PROBLEM DETAILS:
The data below must be copied in full and without any change.

EXTRACTED MATERIAL:
# # # # # # #
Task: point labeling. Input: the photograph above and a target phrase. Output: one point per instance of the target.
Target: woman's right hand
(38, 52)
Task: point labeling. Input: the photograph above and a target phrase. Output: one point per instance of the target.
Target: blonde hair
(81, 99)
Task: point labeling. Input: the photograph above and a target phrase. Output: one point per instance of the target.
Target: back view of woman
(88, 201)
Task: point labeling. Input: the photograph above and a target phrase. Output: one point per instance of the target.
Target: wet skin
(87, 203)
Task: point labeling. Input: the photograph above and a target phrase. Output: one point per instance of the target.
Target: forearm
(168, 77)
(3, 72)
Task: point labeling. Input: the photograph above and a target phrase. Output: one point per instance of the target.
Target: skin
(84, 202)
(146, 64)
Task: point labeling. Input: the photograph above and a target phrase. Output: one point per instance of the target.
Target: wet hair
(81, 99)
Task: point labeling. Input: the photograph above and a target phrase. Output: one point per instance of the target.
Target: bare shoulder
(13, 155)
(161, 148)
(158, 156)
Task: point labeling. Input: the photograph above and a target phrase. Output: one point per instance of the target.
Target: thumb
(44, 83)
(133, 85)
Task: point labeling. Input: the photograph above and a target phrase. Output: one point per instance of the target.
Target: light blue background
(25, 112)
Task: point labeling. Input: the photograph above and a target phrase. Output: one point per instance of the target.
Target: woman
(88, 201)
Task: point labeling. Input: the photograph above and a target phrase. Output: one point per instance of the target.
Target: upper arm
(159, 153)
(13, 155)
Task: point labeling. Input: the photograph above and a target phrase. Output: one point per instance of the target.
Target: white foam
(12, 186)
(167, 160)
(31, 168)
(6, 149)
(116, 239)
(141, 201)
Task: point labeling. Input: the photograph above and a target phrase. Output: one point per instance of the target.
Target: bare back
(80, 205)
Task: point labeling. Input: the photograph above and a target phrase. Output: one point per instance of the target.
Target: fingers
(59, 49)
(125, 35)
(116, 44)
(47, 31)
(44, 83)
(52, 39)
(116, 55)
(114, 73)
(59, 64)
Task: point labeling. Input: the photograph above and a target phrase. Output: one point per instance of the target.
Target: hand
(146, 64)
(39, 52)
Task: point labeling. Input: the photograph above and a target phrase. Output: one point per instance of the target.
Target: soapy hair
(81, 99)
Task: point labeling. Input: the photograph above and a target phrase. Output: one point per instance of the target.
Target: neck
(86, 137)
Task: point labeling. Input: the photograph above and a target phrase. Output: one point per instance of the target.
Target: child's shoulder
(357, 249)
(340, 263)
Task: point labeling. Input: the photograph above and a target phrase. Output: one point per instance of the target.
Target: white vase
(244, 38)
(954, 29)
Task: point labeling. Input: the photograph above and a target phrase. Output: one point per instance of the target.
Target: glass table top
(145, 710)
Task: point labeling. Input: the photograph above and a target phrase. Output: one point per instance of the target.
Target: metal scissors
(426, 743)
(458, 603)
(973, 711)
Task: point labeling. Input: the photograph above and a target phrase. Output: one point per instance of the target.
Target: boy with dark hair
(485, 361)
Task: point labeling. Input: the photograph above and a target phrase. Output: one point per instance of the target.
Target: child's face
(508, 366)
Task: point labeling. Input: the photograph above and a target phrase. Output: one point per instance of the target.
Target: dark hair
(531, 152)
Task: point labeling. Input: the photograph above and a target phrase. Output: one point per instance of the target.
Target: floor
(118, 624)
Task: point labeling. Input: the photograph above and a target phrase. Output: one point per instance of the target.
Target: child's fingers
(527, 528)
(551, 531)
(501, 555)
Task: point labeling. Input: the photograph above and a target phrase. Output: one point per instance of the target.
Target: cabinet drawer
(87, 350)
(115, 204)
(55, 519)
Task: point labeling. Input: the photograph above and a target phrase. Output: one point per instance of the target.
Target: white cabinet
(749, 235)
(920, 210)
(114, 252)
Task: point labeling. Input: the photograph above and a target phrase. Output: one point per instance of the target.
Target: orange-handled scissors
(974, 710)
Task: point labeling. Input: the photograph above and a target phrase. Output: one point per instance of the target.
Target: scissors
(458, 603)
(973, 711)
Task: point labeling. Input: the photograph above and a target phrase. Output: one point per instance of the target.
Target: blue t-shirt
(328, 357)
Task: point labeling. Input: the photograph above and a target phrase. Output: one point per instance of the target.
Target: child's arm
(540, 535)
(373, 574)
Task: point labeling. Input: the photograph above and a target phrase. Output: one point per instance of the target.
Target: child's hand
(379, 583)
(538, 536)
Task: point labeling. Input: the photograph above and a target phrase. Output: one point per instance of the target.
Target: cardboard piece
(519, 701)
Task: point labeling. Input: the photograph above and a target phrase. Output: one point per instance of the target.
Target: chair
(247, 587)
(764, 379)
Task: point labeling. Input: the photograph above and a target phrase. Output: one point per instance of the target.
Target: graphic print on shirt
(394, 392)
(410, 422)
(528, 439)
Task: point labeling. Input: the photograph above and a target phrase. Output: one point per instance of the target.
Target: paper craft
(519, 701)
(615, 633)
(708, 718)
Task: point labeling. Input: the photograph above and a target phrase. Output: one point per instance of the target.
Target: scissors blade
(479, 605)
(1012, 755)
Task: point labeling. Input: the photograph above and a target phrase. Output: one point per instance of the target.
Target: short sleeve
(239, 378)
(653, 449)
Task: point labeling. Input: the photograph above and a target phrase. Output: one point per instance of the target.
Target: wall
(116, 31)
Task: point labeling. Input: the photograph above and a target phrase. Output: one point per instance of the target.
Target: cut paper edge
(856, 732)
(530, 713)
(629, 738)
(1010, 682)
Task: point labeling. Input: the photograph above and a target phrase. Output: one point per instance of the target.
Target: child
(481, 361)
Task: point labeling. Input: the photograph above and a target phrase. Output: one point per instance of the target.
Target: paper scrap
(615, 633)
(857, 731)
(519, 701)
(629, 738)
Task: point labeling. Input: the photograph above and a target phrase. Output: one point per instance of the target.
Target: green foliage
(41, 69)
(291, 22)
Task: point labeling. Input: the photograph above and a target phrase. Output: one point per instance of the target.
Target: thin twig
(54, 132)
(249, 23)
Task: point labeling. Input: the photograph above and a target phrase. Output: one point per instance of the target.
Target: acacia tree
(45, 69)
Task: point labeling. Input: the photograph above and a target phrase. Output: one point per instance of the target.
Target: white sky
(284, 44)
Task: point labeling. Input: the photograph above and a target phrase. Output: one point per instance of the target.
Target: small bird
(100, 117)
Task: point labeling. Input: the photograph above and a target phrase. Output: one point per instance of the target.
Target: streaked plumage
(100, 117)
# # # # # # #
RESULT BELOW:
Task: point labeling. Input: the photograph above and a target phrase. Output: one point per instance of the target.
Target: woman's right hand
(38, 52)
Task: point labeling. Input: the photograph above and a target phrase. Output: one point per instance of the target.
Target: blonde hair
(81, 99)
Task: point labeling. Input: the photograph above and a target phrase. Output: one point per instance of the target.
Target: back view of woman
(88, 201)
Task: point labeling. Input: the photograph above and a target phrase. Output: one point per instance of the target.
Target: wet skin
(87, 203)
Task: point labeling. Input: the photograph above and a target phrase. Output: one point per instance of the target.
Target: forearm
(168, 77)
(3, 72)
Task: point labeling. Input: the photograph above and a target phrase. Output: one point per instance of the target.
Target: skin
(84, 202)
(146, 64)
Task: point labeling. Input: the photograph above and a target phrase. Output: one point per instance of the target.
Target: wet hair
(81, 99)
Task: point labeling. Input: the photograph above and a target phrase. Output: one point per instance of the target.
Target: bare shoulder
(13, 155)
(161, 148)
(158, 156)
Task: point labeling. Input: the photograph above and a target phrase. Output: one point per instance of the target.
Target: thumb
(44, 83)
(133, 85)
Task: point labeling. Input: the photograph above and a target phrase. Output: one point per instance of the target.
Target: light blue background
(25, 112)
Task: point labeling. Input: the photograph above and a target phrase. Output: one point per instance of the target.
Target: woman
(88, 201)
Task: point labeling. Input: the photograph above and a target phrase. Output: one point per instance of the target.
Target: upper arm
(159, 153)
(13, 155)
Task: point labeling. Input: the photograph above and a target phrase. Output: one point per instance of the target.
Target: white foam
(12, 186)
(167, 160)
(31, 168)
(6, 149)
(116, 239)
(141, 201)
Task: point labeling. Input: the photograph above and a target phrase. Output: one point per instance of the target.
Target: bare back
(80, 205)
Task: point labeling. Input: the photograph above and a target phrase. Output: one point per instance of the target.
Target: fingers
(59, 49)
(125, 35)
(116, 44)
(47, 31)
(44, 83)
(52, 39)
(116, 55)
(114, 73)
(59, 64)
Task: point labeling. Input: the photograph above and a target phrase. Output: one point per instance of the target.
Target: hand
(146, 64)
(39, 52)
Task: point labeling. Input: the photograph above and a target phrase. Output: one point per instance of the target.
Target: soapy hair
(81, 99)
Task: point labeling. Input: the photograph above and a target phrase. Output: one point per instance of the target.
Target: neck
(86, 137)
Task: point labeling. Input: the photograph above and a target phrase. Output: one point per instance of the target.
Target: child's shoulder
(357, 249)
(340, 263)
Task: point labeling. Input: the photograph above and a target phrase. Output: one point per instance of the target.
Target: white vase
(244, 38)
(954, 29)
Task: point labeling. Input: the photograph above and a target phrase. Output: one point per instance of the target.
Target: glass table top
(145, 710)
Task: point labeling. Input: the photograph above and a target phrase. Output: one point per instance of the target.
Target: metal scissors
(426, 743)
(458, 603)
(973, 711)
Task: point labeling. Input: the photograph above and a target phrase. Output: one point per instance of the target.
Target: boy with dark hair
(485, 361)
Task: point labeling. Input: the photograph above and a target phrase. Output: one point per instance of the target.
Target: child's face
(508, 366)
Task: point labeling. Input: the photograph above and a target phrase. Output: one point per instance of the target.
Target: dark hair
(531, 152)
Task: point labeling. Input: the photograph above and a target phrase. Output: one point per instance of the target.
Target: floor
(118, 624)
Task: point labeling. Input: the photograph above and a target phrase. Output: one point per instance of the target.
Target: child's fingers
(527, 528)
(551, 531)
(501, 555)
Task: point labeling. Input: the photograph above and a target phrase. Output: one point per instance of the target.
Target: cabinet drawer
(87, 350)
(115, 204)
(55, 519)
Task: point labeling. Input: the photograph above and a target phrase. Output: one point per instance of the target.
Target: white cabinet
(749, 235)
(920, 210)
(114, 252)
Task: point labeling. Input: the photograph above and a target phrase. Output: one point per instance of the target.
Target: orange-handled scissors
(974, 710)
Task: point labeling. Input: the photograph above and a target phrase. Output: one point per instance of the target.
Target: scissors
(458, 603)
(973, 711)
Task: point labeling. Input: the photograph above and a target phrase. Output: one point per instance of the target.
Target: blue t-shirt
(328, 357)
Task: point labeling. Input: the photograph above and a target phrase. Output: one point per instance of the target.
Target: child's arm
(540, 535)
(373, 574)
Task: point labeling. Input: the photograph above and a target phrase. Output: one point per instance of the target.
Target: child's hand
(379, 583)
(538, 536)
Task: point labeling. Input: the photograph above and a target phrase. Output: one point per instance of the target.
Target: cardboard piece
(519, 701)
Task: point labeling. Input: the photograph above and a target phrase. Output: one point per instance of the target.
Target: chair
(247, 587)
(764, 379)
Task: point labeling. Input: the photograph above and a target phrase. Output: one point per instance of the target.
Target: graphic print on shirt
(394, 392)
(410, 422)
(528, 439)
Task: point labeling. Input: the photograph above and a target phrase. Output: one point per instance of the target.
Target: paper craft
(519, 701)
(615, 633)
(708, 718)
Task: point labeling. Input: the photograph above and a target phrase. Output: one point per instance of the target.
Target: scissors blade
(479, 605)
(1012, 755)
Task: point labeling. Input: the photograph above and a target phrase. Output: one point per instance of the target.
Target: short sleeve
(239, 378)
(653, 449)
Task: point labeling. Input: the photograph above and a target phrase. Output: one point per instance of the target.
Target: wall
(116, 31)
Task: point labeling. Input: the photograph above and a target phrase. Output: one point per instance of the target.
Target: cut paper edge
(856, 732)
(530, 713)
(629, 738)
(1010, 682)
Task: point labeling. Input: the photograph above and a target phrase. Output: one point per instance of the target.
Target: child
(481, 361)
Task: point labeling. Input: the photograph above and a target phrase. Output: one point per instance of the target.
Target: paper scrap
(615, 633)
(857, 731)
(519, 701)
(629, 738)
Task: point labeling. Input: the photograph above and a target phrase. Output: one point per instance of the target.
Target: green foliage
(41, 69)
(291, 22)
Task: point labeling. Input: the photograph above and a target phrase. Output: one point per instance of the target.
Target: thin twig
(54, 132)
(249, 23)
Task: point labeling. Input: the photograph above and a target phrase. Output: one point per instance of the target.
Target: acacia tree
(45, 69)
Task: point labeling. Input: the photograph above and a target phrase. Output: one point per instance of the target.
Target: white sky
(284, 44)
Task: point labeling. Input: the photograph above and a target phrase. Output: one point per instance of the target.
Target: small bird
(100, 117)
Task: point labeling. Input: the photograph above and a target phrase. Output: one point per instance of the target.
Target: streaked plumage
(100, 117)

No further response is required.